In the material below, repeat only the lines from the one that holds "Practice. Pick out the green rubber" through the final line, exactly as they stand.
## Begin
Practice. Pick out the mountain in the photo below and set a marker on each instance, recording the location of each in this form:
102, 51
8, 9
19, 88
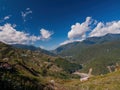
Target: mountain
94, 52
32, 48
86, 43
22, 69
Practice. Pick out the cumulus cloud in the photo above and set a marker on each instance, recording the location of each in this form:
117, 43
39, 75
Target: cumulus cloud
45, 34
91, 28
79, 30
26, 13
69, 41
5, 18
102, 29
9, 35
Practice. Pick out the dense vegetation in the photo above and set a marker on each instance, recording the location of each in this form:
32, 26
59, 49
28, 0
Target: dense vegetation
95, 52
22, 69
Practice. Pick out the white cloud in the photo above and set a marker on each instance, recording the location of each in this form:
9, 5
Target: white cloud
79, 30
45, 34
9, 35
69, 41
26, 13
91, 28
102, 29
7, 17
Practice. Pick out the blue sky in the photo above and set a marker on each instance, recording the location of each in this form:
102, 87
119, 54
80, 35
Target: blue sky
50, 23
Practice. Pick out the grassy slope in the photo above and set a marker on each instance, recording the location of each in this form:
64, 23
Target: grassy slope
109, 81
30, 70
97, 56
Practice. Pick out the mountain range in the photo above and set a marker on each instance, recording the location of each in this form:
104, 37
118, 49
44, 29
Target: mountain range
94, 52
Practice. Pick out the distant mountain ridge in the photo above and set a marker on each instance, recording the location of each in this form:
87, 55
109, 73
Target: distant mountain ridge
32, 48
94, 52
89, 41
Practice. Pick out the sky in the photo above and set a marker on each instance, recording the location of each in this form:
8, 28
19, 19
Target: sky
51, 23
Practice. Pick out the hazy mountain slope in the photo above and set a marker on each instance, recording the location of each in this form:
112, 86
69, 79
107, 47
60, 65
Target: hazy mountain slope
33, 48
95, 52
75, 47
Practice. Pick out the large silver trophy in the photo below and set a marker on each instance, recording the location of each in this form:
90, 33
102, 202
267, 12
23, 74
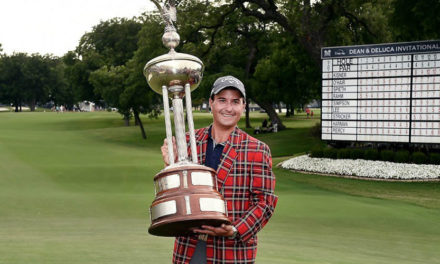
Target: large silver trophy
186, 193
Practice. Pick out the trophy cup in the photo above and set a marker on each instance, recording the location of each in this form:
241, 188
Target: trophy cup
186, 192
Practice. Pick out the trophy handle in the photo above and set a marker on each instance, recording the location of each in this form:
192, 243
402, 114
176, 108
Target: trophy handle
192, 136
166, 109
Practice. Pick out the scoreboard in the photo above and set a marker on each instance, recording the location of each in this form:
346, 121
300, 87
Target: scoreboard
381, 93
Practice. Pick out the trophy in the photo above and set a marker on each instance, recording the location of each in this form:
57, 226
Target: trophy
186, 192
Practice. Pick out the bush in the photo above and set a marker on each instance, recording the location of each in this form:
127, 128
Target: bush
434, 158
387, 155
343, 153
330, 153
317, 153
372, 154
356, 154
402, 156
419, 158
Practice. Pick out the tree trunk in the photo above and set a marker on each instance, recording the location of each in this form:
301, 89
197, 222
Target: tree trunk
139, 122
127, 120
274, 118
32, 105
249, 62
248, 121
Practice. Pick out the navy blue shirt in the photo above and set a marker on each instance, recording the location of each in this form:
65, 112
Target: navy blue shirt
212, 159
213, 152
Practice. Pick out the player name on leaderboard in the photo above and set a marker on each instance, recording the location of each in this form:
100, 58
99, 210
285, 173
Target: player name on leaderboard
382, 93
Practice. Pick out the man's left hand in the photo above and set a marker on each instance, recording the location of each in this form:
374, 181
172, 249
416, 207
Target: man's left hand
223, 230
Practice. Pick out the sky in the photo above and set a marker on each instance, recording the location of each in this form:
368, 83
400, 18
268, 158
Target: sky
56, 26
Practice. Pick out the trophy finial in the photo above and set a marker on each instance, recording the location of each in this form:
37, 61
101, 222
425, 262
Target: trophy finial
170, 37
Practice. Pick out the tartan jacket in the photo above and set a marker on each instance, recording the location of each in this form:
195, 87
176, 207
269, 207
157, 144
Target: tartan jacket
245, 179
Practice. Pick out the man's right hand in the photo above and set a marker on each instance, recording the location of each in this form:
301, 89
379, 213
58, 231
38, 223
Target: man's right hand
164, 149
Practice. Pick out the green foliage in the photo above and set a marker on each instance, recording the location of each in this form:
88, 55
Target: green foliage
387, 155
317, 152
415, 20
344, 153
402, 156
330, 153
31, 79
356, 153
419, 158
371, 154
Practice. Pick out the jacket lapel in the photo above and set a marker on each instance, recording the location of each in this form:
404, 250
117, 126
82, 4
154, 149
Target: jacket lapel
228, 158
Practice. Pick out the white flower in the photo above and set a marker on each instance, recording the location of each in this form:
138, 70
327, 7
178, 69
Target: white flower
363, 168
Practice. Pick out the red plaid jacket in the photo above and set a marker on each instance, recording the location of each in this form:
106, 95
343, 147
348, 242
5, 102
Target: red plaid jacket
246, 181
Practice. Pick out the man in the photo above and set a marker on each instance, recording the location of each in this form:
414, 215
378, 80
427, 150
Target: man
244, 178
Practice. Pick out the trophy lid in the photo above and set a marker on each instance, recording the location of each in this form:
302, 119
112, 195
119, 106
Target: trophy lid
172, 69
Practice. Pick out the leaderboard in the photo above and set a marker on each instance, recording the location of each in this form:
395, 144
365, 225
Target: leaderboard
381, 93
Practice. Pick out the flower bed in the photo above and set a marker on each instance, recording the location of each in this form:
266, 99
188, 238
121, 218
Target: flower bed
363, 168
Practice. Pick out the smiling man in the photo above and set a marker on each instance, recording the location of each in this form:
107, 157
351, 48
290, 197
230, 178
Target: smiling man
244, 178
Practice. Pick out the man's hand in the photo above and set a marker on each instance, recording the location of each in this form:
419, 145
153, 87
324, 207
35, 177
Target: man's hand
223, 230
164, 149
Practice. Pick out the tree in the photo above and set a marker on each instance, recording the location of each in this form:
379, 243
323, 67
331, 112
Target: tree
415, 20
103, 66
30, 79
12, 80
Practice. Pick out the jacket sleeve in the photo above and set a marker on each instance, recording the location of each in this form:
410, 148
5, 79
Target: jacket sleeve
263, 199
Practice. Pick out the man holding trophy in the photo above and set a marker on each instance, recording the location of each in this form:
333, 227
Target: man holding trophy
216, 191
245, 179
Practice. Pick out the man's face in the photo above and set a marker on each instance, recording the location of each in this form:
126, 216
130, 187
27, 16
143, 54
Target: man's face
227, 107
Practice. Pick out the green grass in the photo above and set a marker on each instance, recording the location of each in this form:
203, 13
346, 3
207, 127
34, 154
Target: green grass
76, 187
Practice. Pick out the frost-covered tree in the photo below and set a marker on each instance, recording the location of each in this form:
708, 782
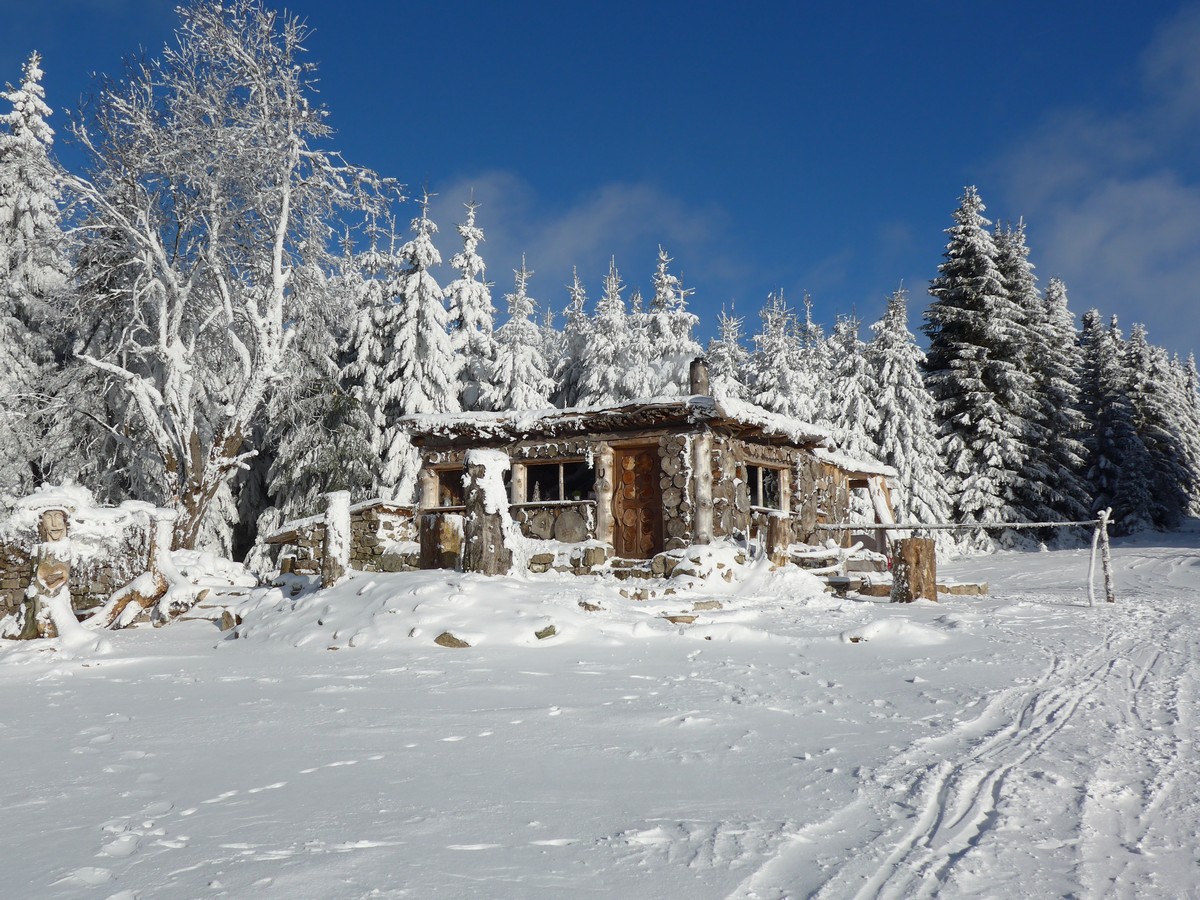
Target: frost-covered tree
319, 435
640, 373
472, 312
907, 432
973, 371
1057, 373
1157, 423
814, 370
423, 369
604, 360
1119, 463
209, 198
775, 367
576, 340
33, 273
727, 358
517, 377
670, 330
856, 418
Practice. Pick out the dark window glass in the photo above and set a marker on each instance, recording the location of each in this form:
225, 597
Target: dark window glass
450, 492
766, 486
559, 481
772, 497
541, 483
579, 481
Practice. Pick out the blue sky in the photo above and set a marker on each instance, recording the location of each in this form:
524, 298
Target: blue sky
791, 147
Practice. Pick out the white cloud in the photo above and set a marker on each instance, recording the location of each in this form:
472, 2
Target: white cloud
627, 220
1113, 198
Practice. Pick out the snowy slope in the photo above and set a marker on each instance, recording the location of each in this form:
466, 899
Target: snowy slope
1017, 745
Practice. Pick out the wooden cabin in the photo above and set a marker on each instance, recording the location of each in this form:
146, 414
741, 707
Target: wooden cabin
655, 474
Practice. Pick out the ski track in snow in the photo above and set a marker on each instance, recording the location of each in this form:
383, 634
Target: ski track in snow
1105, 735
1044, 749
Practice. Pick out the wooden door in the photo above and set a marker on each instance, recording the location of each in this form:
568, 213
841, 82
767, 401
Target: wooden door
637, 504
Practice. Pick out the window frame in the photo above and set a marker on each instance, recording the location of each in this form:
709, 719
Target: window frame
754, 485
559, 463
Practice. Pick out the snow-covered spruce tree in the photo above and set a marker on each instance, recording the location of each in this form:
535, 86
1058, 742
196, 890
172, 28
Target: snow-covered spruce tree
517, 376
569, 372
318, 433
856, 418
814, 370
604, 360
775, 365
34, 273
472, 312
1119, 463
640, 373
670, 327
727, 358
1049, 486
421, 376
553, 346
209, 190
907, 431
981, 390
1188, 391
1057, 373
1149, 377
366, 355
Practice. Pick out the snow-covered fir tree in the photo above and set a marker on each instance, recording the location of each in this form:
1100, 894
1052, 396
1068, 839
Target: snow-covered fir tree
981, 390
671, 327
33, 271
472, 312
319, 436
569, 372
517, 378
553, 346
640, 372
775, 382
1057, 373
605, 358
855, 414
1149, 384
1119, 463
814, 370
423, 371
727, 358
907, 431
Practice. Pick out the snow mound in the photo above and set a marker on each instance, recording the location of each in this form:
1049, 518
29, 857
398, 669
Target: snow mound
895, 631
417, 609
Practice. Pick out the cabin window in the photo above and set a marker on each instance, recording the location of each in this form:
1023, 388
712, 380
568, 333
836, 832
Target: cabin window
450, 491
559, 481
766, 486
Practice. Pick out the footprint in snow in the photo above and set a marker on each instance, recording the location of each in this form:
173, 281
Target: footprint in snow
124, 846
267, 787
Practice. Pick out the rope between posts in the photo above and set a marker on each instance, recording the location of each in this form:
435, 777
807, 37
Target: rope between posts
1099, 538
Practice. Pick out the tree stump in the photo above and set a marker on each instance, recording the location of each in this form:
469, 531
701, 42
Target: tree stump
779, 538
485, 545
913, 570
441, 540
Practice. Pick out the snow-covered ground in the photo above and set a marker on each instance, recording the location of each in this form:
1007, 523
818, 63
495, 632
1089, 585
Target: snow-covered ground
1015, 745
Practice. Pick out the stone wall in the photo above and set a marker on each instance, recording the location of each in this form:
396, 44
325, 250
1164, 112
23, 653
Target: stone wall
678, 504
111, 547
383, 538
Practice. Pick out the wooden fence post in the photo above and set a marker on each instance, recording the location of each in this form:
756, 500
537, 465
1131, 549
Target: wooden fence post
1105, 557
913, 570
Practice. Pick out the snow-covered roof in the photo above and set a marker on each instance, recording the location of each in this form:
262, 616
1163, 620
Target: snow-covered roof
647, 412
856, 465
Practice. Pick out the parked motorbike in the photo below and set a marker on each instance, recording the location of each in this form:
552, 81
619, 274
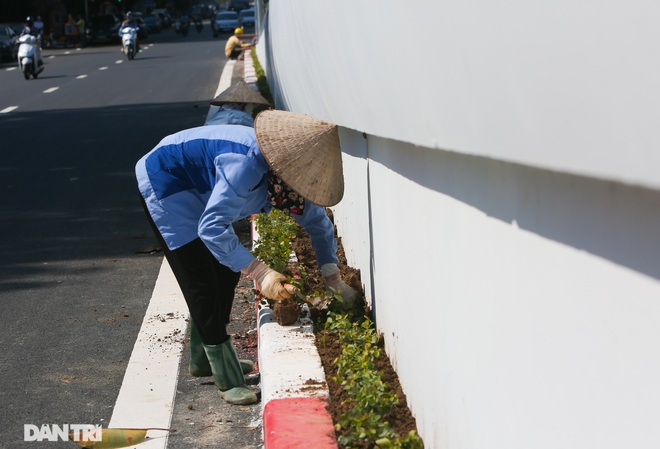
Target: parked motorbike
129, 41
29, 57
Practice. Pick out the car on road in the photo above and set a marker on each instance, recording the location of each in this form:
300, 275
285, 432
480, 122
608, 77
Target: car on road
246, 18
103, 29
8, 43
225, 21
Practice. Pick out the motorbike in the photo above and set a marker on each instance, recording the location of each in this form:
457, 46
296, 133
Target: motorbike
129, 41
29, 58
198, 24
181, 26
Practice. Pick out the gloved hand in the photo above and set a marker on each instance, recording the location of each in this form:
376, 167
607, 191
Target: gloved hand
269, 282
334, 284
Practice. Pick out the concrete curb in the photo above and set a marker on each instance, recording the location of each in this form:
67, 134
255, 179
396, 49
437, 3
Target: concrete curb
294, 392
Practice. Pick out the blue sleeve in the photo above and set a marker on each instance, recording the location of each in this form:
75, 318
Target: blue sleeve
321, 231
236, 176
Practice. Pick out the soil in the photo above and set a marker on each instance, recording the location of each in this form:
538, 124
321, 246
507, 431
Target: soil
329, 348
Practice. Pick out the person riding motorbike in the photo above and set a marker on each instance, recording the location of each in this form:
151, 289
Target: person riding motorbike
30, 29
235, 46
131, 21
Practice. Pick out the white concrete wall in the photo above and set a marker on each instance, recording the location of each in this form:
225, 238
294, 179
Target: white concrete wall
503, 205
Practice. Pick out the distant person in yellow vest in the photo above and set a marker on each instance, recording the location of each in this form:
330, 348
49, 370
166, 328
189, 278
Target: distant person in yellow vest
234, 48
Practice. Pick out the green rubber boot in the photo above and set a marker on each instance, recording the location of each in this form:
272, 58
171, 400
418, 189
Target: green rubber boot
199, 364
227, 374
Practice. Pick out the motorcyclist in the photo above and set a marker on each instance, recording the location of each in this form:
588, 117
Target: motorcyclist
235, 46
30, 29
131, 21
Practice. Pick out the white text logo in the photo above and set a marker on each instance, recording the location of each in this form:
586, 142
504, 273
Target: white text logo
## End
- RESPONSE TO THE EXERCISE:
Practice. Pick out the green rubber boot in the photo above and set a marker on each instance, recording the location of each in this form:
272, 58
171, 400
418, 189
Target: green rubber boot
199, 364
227, 374
Practice. Pick out the motorcyclist in the photo above and set a marker on each instance, recording the location of each in this form:
588, 117
Target: motorcyclist
235, 46
30, 29
131, 21
Practice. Pick out the white text logo in the photo above and set a marker on each instance, recording the location of each in this form:
586, 142
504, 273
Target: white text logo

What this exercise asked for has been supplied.